> WORK TO COMPLETE
Every entry should be reproduced word for word.

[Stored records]
• • • •

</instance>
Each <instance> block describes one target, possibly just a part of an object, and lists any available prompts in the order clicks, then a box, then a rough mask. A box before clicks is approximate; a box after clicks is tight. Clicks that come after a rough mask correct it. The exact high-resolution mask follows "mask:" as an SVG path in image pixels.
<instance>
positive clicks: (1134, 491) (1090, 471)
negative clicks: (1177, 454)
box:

• • • •

> YOUR RESPONSE
</instance>
Each <instance> block describes one target, possibly just a part of an object, and lists any available prompts in the order clicks, then a box, then a rough mask. A box before clicks is approximate; a box after clicks is tight. Clicks that come after a rough mask correct it. The exact high-resolution mask follows "mask:" as an SVG path in image pixels.
<instance>
positive clicks: (1134, 491) (1090, 471)
negative clicks: (1177, 454)
box:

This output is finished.